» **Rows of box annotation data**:
******************************

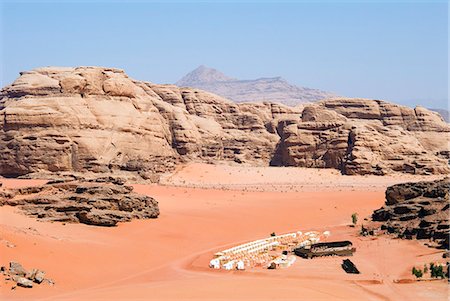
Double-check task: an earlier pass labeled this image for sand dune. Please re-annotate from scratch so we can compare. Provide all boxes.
[0,165,448,300]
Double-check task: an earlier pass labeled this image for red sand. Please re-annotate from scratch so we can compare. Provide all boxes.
[0,167,448,300]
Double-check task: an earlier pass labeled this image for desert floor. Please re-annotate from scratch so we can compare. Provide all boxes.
[0,164,449,300]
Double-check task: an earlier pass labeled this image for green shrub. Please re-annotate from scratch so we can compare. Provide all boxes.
[412,267,423,278]
[352,212,358,225]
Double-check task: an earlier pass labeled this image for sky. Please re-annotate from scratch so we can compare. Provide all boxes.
[0,0,449,108]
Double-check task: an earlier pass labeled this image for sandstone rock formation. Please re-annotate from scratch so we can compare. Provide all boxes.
[0,261,54,289]
[0,182,159,226]
[372,178,450,250]
[176,66,336,106]
[0,67,450,179]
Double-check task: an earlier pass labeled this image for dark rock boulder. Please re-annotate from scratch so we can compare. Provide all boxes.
[372,178,450,249]
[0,182,159,227]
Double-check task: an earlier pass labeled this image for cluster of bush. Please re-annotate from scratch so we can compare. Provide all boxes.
[411,262,448,278]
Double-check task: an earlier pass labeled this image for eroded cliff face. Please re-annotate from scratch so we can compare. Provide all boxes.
[0,67,450,176]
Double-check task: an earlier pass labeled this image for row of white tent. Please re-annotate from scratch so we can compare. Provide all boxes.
[209,231,330,270]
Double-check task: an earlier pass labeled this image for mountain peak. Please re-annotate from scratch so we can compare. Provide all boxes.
[176,65,235,86]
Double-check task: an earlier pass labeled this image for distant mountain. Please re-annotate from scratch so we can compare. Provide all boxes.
[429,109,450,123]
[176,66,336,106]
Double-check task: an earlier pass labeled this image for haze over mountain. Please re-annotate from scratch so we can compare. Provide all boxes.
[176,65,336,106]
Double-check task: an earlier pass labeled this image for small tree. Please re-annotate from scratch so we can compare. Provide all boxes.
[412,267,423,278]
[352,212,358,226]
[430,263,436,278]
[430,264,445,278]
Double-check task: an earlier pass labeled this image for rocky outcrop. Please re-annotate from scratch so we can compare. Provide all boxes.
[372,178,450,249]
[0,261,54,289]
[0,182,159,226]
[0,67,450,176]
[275,99,450,175]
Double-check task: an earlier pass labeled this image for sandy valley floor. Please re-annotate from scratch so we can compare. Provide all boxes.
[0,164,448,300]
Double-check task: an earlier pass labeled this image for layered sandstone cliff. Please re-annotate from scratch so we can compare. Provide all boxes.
[0,67,450,176]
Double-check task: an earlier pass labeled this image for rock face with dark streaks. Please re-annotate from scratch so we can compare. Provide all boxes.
[0,67,450,179]
[372,178,450,249]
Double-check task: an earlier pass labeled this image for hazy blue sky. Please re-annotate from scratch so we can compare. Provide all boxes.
[0,1,449,108]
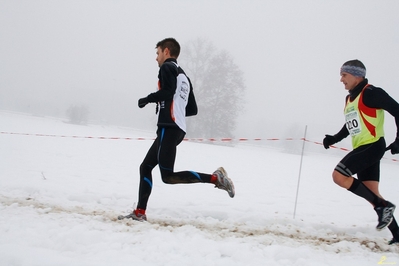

******************************

» **Set task**:
Repeat all of the records above word for word, leaving out the pictures.

» **Output of the task**:
Double-check task: an earlier pass labeled this image for sand dune. Please re-annotate from scratch so we can compare. Provide all boxes.
[0,165,448,300]
Double-check task: an earlier pass labeled this image for red sand. Please re-annotate from scratch so we can compare. Provide all boxes.
[0,167,448,300]
Double-check task: an earlier pass labeled this image for desert floor. Please re-annotate from scratch so we can compare. Provide all boxes.
[0,164,449,300]
Double-check task: an earlier pass labeled this image for green shrub. Please re-annotate from scratch so we can compare. Provide all boxes.
[412,267,423,278]
[352,212,358,225]
Double-check task: an earlier pass labeled this image for sky. Please re-annotate from scratch so we can compare. Provide all boxes.
[0,0,449,108]
Double-check task: an earlier pass labeled this image for sandstone rock formation. Please re-annotate from scratch so we can compare. Provide all boxes.
[0,261,54,289]
[0,182,159,226]
[372,178,450,250]
[176,66,336,106]
[0,67,450,179]
Double-check task: an earlier pass labeled this image for dark rock boulder. Please re-annotate from scratch so we can compare. Provide all boxes.
[372,178,450,249]
[0,182,159,227]
Double-check task: an earlier pass labeled this image for cluster of bush. Please re-annotate from scratch so we can compare. Provide all boxes.
[411,262,448,278]
Double-check task: an earlier pass labeled this image for eroded cliff face. Please re-annotate from scratch so we can compare. Provide all boxes.
[0,67,450,176]
Double-check task: an earlier pass labeled this image for row of white tent. Please re-annotate from scratch so we can compare. Provide all boxes.
[209,231,330,270]
Double-check task: an earlier pass labeled this image for mountain peak. Please re-annotate from scratch so we can compare. Provide all boxes.
[176,65,235,86]
Double-check task: an earlier pass labeled this image for distant mountain. Please re-annotate from scratch so we can compare. Provide all boxes.
[429,109,450,123]
[176,66,336,106]
Double-check task: an earlier pass labeled this image for haze over mountain. Please re-annotate from scratch so we can compare. Provide all boxes.
[176,65,336,106]
Double-check task: an earlier pass labeled this image for small tree. Please re-annotate from scratch so we can compare. Provide all boxes.
[412,267,423,278]
[352,212,358,226]
[430,263,436,278]
[430,264,445,278]
Double-check task: an earlier pass labeled this image for rocky outcrop. Please re-annotate from scratch so we can compare. Provide all boxes.
[372,178,450,249]
[0,261,54,289]
[0,182,159,226]
[0,67,450,176]
[275,99,450,175]
Double-check task: an earlier pass labeled this image for sandy valley floor. Please re-annotate from scratch so we can compare. Provide all boxes.
[0,164,448,300]
Double-check task: an earlier pass labeled this image for layered sandstone cliff. Please re-annotate from scratch so we can compare. Provide all boxes.
[0,67,450,176]
Double-check task: an earlier pass labeled this image for rock face with dark streaks. Please re-annotate from scratch so we can compare. Provide all boxes.
[0,67,450,179]
[372,178,450,249]
Double-check task: an earlier pass labeled this image for hazy blue sky. Please re-annotate from scratch so we can compare. Provide all boxes.
[0,1,449,108]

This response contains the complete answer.